Source:
--------------------

Scandinavian Academy of Industrial Engineering and Management (ScAIEM), founded in 2012, is an academic association with members from Iceland, Norway, Denmark, Sweden, and Finland that facilitate collaboration, knowledge sharing and dissemination of best practices between universities within the industrial engineering and management (IEM) field.

Annual conference
ScAIEM host an annual conference to promote education, research, and application of the field of IEM in the Nordic region.  The first conference was arranged in November 2013.

ScAIEM is governed by a board of seven elected board members from its member institutions. The IMIT foundation in Gothenburg is the secretariat of ScAIEM.

So far 10 conferences have been held at the following venues:

The 1st ScAIEM conference: Lund University (2013), Sweden
The 2nd ScAIEM conference: Aalto University (2014), Finland
The 3rd ScAIEM conference: Technical University of Denmark (2015)

--------------------

Source excerpt:
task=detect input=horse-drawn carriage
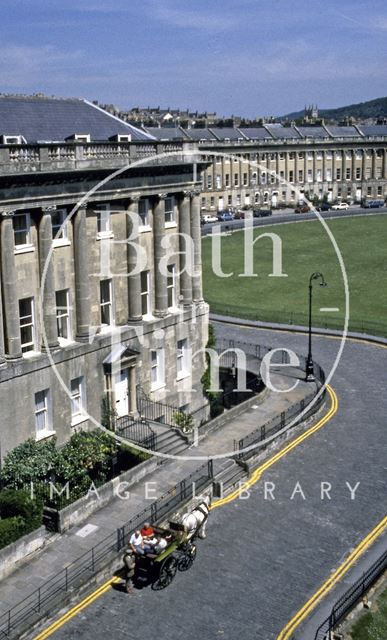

--------------------

Aim of the exercise: Carry on the text about the Scandinavian Academy of Industrial Engineering and Management from the point where it ends.

Expected answer:
The 4th ScAIEM conference: Luleå University of Technology (2016), Sweden 
The 5th ScAIEM conference: Norwegian University of Science and Technology (2017)
The 6th ScAIEM conference: University of Oulu, Finland (2018)
The 7th ScAIEM conference: KTH Royal Institute of Technology, Sweden (2019) 
The 8th ScAIEM conference: DTU Danish Technical University (virtual), Denmark (2020) 
The 9th ScAIEM conference: DTU Danish Technical University (virtual), Denmark (2021) 
The 10th ScAIEM conference: Uppsala University, Sweden (2022)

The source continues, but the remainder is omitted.